- **Natural language region descriptions**
* * * * * * *

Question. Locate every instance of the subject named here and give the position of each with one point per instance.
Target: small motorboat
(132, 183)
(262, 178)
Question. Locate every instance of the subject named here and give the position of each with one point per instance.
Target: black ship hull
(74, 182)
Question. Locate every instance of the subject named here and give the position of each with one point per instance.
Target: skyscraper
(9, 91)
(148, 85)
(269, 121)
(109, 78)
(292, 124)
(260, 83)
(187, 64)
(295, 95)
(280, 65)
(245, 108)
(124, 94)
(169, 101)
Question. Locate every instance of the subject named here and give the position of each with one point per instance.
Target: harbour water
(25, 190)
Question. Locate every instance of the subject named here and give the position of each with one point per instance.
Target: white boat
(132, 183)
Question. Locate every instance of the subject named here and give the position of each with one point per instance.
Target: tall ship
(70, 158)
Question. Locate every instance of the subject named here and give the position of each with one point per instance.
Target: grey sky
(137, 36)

* * * * * * *

- **TASK OBJECTIVE**
Every line above is to be transcribed exactly.

- **YOUR SOLUTION**
Question. Locate every instance of the subject named here and give the position of each with one point per instance.
Target: small motorboat
(132, 183)
(262, 178)
Question. Locate every instance of the subject named here and give the position of each with one point per instance.
Target: black ship hull
(74, 182)
Question. Locate every instance of the subject named here and give the position of each with one point per instance.
Target: skyscraper
(9, 91)
(148, 85)
(269, 121)
(109, 78)
(292, 124)
(260, 83)
(187, 64)
(295, 95)
(280, 65)
(245, 108)
(124, 94)
(169, 101)
Question. Locate every instance of the subject named here and give the position of each with one point per instance.
Target: harbour water
(25, 190)
Question. Locate every instance of the subject named here and give the position of each with one point per instance.
Target: white boat
(132, 183)
Question. Locate every instance of the subject named here and give the position of each with one point per instance.
Target: tall ship
(70, 158)
Question. Locate every instance of the subject named here and give the position of each with one point per instance.
Target: grey sky
(137, 36)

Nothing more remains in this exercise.